__TASK__: Below are records; reproduce exactly the lines from the one that has "Target: man's forehead" through the one that has "Target: maroon polo shirt", ends included, and nothing more.

[[ DATA RECORDS, beginning ]]

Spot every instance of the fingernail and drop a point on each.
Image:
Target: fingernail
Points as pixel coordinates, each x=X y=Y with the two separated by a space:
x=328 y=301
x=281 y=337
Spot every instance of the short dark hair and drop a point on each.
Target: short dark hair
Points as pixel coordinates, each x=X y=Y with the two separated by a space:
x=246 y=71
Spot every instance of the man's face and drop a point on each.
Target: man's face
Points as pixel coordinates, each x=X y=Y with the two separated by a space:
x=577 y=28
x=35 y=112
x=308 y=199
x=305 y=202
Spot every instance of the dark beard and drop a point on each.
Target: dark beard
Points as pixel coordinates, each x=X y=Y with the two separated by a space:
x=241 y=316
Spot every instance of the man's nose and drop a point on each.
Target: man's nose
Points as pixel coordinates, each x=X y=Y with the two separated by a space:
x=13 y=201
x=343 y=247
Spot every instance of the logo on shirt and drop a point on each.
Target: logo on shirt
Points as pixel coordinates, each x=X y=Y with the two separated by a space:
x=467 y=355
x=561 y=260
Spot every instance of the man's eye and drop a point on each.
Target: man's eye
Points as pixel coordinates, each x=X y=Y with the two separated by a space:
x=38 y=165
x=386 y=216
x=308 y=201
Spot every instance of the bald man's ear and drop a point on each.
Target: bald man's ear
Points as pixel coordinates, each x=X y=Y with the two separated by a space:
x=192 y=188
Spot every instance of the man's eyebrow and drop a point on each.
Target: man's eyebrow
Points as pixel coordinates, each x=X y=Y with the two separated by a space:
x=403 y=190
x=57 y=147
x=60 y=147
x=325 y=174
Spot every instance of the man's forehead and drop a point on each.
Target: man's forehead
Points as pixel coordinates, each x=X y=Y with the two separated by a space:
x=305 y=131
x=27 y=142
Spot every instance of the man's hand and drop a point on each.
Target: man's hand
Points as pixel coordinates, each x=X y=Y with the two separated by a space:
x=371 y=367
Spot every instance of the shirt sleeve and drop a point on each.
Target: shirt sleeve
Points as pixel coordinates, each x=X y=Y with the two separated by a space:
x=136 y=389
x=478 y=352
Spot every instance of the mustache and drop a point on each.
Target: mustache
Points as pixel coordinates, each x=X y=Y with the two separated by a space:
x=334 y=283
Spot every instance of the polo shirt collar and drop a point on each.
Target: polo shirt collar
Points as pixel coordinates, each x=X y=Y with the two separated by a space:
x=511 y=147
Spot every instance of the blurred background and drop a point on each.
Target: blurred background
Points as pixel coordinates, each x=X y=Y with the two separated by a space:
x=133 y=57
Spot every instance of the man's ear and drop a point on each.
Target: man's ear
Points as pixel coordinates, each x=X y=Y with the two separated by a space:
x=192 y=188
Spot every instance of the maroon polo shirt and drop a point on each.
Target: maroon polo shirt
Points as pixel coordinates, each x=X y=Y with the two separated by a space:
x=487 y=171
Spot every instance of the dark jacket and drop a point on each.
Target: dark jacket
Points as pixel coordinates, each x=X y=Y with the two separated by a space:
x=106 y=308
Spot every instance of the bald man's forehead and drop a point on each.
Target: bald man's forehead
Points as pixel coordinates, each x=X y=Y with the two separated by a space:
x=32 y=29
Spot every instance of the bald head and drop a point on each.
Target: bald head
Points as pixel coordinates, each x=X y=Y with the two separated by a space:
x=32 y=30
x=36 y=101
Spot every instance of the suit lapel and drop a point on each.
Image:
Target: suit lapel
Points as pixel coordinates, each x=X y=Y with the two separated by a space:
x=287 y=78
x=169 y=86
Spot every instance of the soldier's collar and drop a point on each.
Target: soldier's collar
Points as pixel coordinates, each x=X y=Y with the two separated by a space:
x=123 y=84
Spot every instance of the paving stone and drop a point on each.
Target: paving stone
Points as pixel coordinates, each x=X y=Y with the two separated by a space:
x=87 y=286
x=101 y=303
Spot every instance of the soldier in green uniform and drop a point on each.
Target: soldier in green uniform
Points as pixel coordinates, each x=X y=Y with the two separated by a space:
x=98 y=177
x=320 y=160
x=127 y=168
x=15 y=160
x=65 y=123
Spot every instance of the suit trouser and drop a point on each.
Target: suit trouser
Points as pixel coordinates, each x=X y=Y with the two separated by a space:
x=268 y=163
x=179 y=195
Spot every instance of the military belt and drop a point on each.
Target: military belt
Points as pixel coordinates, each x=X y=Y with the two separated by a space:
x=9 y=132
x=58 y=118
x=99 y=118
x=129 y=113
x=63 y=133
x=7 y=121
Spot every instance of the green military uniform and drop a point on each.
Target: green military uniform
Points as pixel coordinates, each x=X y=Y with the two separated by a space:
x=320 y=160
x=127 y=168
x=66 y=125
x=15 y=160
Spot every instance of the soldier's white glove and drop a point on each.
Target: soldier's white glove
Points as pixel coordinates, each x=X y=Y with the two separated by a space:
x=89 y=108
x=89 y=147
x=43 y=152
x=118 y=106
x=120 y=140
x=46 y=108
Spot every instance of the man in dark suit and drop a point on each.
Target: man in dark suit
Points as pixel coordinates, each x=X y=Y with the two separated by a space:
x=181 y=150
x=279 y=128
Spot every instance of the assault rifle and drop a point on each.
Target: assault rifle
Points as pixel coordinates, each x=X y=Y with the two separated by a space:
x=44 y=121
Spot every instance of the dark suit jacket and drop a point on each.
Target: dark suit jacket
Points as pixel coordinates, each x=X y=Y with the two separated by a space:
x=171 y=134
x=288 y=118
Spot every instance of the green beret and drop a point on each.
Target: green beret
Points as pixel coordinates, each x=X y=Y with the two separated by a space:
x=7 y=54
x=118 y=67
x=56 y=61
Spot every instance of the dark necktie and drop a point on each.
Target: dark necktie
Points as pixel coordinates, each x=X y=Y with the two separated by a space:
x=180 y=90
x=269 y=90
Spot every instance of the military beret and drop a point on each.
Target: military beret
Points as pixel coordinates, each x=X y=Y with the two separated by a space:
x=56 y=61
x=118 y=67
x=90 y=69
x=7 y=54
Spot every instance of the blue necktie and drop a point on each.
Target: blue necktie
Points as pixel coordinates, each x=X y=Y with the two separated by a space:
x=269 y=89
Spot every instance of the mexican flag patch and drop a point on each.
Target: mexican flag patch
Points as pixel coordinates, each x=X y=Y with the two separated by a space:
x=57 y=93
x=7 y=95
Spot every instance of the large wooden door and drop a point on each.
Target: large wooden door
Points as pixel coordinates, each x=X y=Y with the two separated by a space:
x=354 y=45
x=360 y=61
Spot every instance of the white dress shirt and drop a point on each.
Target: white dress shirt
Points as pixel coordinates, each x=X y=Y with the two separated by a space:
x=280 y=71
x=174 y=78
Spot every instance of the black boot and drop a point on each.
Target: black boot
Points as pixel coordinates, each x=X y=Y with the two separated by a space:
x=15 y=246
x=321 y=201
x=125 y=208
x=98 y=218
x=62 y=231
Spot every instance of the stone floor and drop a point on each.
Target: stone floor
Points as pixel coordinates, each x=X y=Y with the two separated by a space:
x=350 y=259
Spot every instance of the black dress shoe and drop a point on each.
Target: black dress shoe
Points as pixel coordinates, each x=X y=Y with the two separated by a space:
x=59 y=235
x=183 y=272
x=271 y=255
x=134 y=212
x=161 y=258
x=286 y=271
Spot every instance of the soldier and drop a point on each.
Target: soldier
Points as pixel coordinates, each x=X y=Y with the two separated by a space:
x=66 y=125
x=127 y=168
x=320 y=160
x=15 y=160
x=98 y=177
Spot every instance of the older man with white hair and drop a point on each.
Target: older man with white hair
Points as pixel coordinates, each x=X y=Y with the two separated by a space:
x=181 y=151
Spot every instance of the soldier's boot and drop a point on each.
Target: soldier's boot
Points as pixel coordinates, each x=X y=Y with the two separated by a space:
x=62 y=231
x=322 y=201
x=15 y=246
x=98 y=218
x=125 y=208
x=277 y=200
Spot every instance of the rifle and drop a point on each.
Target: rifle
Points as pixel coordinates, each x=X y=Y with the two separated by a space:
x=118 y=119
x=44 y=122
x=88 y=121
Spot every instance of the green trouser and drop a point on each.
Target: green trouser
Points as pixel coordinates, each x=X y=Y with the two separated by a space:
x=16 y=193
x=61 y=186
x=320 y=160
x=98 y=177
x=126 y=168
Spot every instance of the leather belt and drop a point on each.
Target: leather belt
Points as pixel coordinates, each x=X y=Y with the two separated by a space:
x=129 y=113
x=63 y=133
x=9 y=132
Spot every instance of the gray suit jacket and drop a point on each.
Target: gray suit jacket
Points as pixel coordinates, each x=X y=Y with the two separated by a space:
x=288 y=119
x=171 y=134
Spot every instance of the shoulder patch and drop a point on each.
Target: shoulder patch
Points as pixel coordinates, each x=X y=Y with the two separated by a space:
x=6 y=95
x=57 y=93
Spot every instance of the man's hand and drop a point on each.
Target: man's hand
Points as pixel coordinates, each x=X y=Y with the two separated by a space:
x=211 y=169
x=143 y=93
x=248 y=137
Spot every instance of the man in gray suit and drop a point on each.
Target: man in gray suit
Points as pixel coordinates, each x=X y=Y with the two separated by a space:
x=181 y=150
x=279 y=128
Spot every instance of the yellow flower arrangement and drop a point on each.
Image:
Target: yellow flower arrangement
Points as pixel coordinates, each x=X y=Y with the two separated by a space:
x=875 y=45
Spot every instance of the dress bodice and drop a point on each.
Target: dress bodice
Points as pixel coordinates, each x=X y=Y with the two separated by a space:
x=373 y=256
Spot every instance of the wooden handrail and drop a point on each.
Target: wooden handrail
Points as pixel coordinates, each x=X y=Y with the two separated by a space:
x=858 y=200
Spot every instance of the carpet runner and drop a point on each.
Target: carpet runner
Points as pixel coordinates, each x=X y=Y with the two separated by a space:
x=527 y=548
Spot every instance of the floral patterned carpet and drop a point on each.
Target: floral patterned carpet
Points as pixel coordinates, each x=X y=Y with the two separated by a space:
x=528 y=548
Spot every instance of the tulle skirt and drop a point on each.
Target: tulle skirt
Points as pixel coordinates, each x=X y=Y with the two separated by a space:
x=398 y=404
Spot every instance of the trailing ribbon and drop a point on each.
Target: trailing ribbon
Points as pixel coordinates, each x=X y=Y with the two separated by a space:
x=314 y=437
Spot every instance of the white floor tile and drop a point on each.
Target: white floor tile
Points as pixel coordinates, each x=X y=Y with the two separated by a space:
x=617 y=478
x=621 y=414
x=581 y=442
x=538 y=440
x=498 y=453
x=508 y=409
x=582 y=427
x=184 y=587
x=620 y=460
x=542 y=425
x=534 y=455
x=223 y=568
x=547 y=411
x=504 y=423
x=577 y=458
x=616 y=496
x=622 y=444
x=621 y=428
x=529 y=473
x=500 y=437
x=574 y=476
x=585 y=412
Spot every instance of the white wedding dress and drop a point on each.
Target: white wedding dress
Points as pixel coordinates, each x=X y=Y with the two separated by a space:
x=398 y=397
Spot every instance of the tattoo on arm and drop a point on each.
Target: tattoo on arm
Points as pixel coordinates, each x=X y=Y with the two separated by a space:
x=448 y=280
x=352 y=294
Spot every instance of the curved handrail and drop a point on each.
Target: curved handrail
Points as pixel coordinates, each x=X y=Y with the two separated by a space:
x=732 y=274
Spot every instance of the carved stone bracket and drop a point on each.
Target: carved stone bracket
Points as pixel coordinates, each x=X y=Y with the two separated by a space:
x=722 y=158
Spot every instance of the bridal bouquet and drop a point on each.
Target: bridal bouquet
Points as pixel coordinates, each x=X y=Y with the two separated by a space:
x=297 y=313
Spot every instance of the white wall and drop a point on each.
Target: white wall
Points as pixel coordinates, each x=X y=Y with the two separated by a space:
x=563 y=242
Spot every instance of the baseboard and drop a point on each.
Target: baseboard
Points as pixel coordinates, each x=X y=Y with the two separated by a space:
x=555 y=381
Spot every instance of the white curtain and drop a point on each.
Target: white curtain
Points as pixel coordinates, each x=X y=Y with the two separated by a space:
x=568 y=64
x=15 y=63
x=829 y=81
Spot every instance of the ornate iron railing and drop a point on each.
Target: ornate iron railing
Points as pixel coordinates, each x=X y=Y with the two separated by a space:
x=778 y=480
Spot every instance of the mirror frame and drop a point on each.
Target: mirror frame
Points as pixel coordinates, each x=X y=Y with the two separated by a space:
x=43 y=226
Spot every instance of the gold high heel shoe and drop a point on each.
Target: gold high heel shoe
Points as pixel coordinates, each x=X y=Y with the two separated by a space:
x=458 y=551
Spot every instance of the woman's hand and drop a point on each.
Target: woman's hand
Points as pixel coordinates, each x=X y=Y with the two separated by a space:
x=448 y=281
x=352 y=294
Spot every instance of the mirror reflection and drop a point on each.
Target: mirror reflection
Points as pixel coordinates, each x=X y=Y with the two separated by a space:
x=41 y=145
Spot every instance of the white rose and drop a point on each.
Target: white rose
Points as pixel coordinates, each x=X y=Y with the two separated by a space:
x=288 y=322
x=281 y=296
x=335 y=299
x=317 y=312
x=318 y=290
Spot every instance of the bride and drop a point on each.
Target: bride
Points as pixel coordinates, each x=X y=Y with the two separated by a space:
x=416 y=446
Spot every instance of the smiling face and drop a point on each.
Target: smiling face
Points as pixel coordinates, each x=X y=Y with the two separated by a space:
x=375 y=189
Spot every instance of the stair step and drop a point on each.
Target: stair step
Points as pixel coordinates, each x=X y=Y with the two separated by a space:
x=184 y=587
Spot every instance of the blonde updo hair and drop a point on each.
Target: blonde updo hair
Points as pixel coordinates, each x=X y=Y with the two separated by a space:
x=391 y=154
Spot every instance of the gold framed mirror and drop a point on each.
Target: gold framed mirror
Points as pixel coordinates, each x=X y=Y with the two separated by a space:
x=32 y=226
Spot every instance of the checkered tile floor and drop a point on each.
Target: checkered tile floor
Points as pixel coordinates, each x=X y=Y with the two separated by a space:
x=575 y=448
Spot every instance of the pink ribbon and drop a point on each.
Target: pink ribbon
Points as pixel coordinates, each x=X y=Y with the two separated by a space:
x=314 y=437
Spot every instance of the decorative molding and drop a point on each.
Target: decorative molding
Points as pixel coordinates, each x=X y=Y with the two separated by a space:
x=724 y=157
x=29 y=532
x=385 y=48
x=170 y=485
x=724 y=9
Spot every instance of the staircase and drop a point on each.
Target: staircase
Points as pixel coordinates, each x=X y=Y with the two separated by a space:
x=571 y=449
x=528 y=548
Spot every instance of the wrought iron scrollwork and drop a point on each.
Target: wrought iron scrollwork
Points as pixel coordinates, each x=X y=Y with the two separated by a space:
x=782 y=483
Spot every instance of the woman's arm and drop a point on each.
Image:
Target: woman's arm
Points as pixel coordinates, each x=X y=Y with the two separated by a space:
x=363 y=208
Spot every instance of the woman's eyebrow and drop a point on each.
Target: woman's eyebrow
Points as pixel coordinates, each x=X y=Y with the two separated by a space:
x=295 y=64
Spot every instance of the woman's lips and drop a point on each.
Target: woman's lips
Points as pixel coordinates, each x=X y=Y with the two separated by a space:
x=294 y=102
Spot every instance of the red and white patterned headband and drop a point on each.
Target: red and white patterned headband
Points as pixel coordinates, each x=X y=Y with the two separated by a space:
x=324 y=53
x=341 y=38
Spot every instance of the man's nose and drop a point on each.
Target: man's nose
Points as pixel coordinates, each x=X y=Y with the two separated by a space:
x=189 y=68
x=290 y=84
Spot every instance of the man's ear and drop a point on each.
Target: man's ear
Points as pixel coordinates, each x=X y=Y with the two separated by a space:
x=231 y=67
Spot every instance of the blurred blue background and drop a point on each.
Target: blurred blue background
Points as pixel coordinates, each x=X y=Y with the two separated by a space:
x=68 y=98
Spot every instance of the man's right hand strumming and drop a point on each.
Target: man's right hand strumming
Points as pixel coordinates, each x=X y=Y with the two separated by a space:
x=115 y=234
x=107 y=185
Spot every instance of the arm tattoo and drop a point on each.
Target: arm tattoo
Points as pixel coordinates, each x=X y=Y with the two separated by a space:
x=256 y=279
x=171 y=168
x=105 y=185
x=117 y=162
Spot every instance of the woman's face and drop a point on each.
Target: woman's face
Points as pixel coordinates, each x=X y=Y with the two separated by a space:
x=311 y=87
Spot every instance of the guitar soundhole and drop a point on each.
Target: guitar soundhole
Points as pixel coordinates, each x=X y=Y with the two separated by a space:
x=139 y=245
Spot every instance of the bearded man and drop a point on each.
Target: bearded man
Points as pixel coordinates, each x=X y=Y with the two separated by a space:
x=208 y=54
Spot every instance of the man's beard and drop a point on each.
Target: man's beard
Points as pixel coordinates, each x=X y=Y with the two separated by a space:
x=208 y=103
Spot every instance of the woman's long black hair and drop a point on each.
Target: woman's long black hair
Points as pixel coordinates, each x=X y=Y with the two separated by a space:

[[ DATA RECORDS, end ]]

__YOUR SOLUTION__:
Target: man's forehead
Points as pixel coordinates, each x=X y=Y with the two separated by a space:
x=305 y=131
x=27 y=142
Spot every instance of the man's hand and drop a point on each.
Target: man's hand
Points as pixel coordinates, each x=X y=Y with the two separated by a space:
x=371 y=367
Spot every instance of the shirt sleeve and drop a point on each.
Target: shirt sleeve
Points as pixel coordinates, each x=X y=Y with the two separated by a space:
x=136 y=389
x=478 y=352
Spot every instance of the mustache and drop a point on each.
Target: mustache
Points as pixel coordinates, each x=X y=Y with the two separated by a space:
x=334 y=283
Spot every instance of the polo shirt collar and drop a point on each.
Target: polo shirt collar
Points as pixel coordinates, each x=X y=Y with the two separated by a space:
x=511 y=147
Spot every instance of the blurred background and drop a point on each.
Target: blurred background
Points as pixel coordinates, each x=X y=Y with the two separated by a space:
x=133 y=57
Spot every instance of the man's ear and drop a point on each.
Target: man's ear
Points as pixel coordinates, each x=X y=Y with the two separated by a space:
x=192 y=188
Spot every instance of the maroon polo shirt and drop a point on each.
Target: maroon polo shirt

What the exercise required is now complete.